» Что нужно сделать:
1. Ответьте на вопросы по отрывку о международном миротворчестве, отмечая ответы так же, как вопросы:
(a) Расхождение каких двух фундаментальных принципов международного права названо в отрывке?
(b) В каком году, согласно отрывку, была принята Всеобщая декларация прав человека Генеральной Ассамблеи?
(c) Что мировое сообщество неоднократно подтверждало после окончания холодной войны?
2. Продолжите отрывок о международном миротворчестве, начав сразу после его последнего предложения.

» Выбранный отрывок:
━━━━━━━━━━━━━━━━━━━━

В контексте научного рассмотрения проблематики международного миротворчества существует несколько дискуссионных областей, где противоречия во взглядах различных специалистов наиболее заметны. К ним относятся, прежде всего, подходы к проведению многокомпонентных миротворческих операций, включающих военный и гражданский контингенты, проекты “миростроительства” для восстановления общественной, политической и экономической инфраструктуры стран, переживших длительные вооруженные конфликты, перспективы демократизации путем “продвижения” западных институциональных и электоральных стандартов, ошибки планирования и руководства ОПМ, невыполнение различными акторами своих миротворческих задач, прежде всего в том, что касается взаимодействия ООН и региональных организаций. Но центральное место в научных дебатах принадлежит поискам разрешения противоречия между правовой и моральной стороной миротворческих операций, существующих в силу расхождения двух фундаментальных принципов международного права: принципа государственного суверенитета и принципа защиты прав человека, зафиксированного в Уставе ООН, Всеобщей декларации прав человека Генеральной Ассамблеи 1948 г., Заключительном акте Соглашения о безопасности и сотрудничества в Европе 1975 г. и многих других документах169.

После окончания холодной войны мировое сообщество неоднократно подтверждало сохранение приверженности принципу государственного суверенитета как основе коллективной безопасности. Однако в последние годы, научные дискуссии в связи с этим принципом получили дополнительное развитие. В свете ситуации в Косово и попыток форсировать “размораживание” конфликтов на территории СНГ, проявился избирательный подход к правовому обоснованию проводимых миротворческих операций. Одновременно, вопрос о том, является ли модель провозглашения независимости Косово прецедентом или только частным случаем, не привел пока к сближению позиций участников научных дебатов, а сами дебаты остаются политизированными.

━━━━━━━━━━━━━━━━━━━━

» Материал:

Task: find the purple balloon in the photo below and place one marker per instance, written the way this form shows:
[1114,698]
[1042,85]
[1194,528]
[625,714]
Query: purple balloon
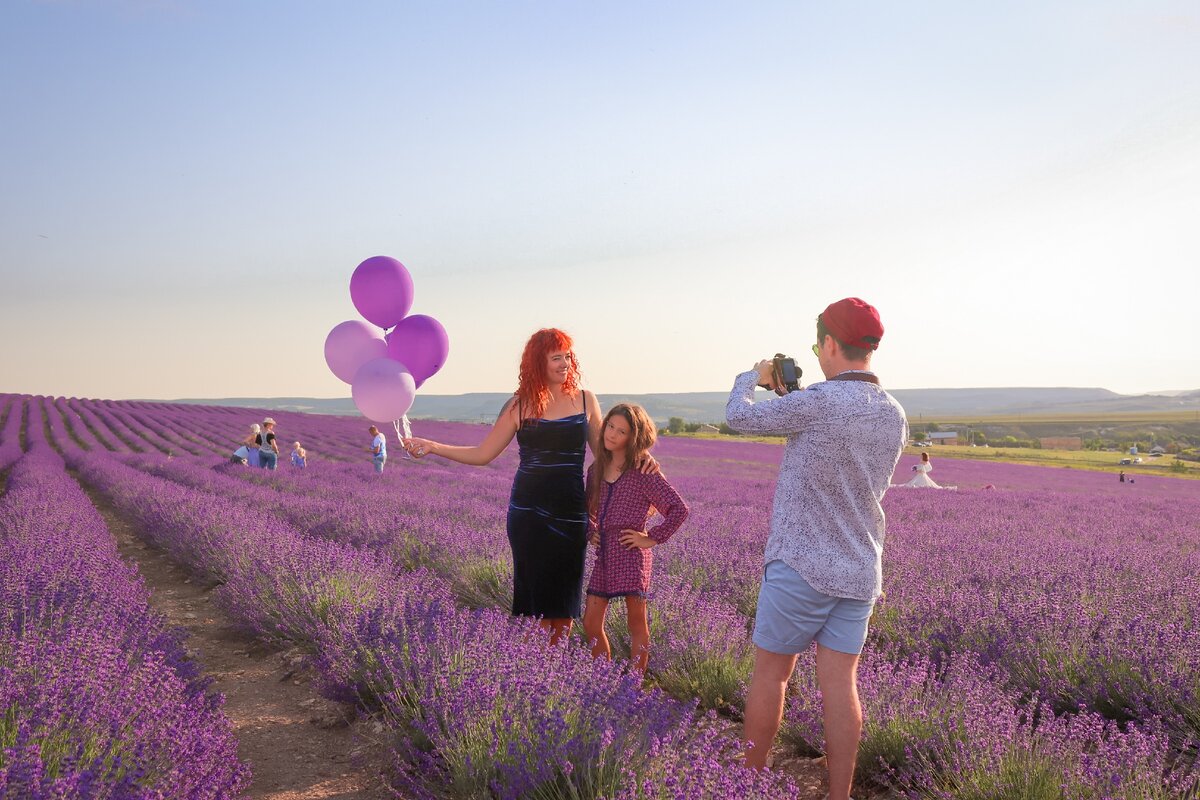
[349,346]
[383,390]
[382,290]
[421,344]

━━━━━━━━━━━━━━━━━━━━

» Письменные ответы:
1.
(a) Принципа государственного суверенитета и принципа защиты прав человека.
(b) В 1948 году.
(c) Сохранение приверженности принципу государственного суверенитета как основе коллективной безопасности.

2.
Разделяя опасения многих отечественных и зарубежных исследователей по поводу негативных последствий широкого использования иностранного вмешательства в различные внутренние конфликты, причем, вмешательства, изначально планируемого как силовое и долговременное, автор настоящей статьи полагает, что перспективы международного миротворчества зависят от существенного повышения роли многосторонней дипломатии в выработке альтернативных подходов к задачам восстановления и поддержания международной безопасности на всех этапах этой деятельности в духе принципиальных ценностных установок, сформулированных в Докладе Генерального секретаря ООН Бутроса Гали “Повестка дня для мира”170, Декларации тысячелетия ООН171, итогов Всемирного саммита 2005 г.172, Глобальной контртеррористической стратегии ООН173.

Краткая история постбиполярного периода отмечена обострением старых и появлением новых очагов напряженности в различных регионах Европы, Азии и Африки. География их расположения во многом не совпадает с конфигурацией гипотетической “конфликтной дуги”, очерченной в свое время З. Бзежинским. Кроме того, на современном этапе границы конфликтных зон утрачивают свою традиционную четкость, локальные вызовы безопасности часто проецируются на глобальный и региональный уровень международного взаимодействия, а транснациональные угрозы подрывают внутриполитическую стабильность значительного числа суверенных государств. Реалии современных конфликтов, источниками которых выступают переплетение этно-национальных, религиозных, социальных и цивилизационных причин опровергают не только представления З. Бзежинского, но также прогнозы С. Хантингтона174 относительно “столкновения цивилизаций” и утверждения Ф. Фукуямы175 о вступлении человечества в эпоху либерального бесконфликтного мироустройства. Неоднозначность тенденций международного взаимодействия постбиполярного периода еще более осложнилась в связи с вооруженным нападением Грузии на Южную Осетию, когда, по выражению Президента России Д. Медведева “нынешняя система безопасности оказалась взломана и, к сожалению, показала свою абсолютную несостоятельность”176.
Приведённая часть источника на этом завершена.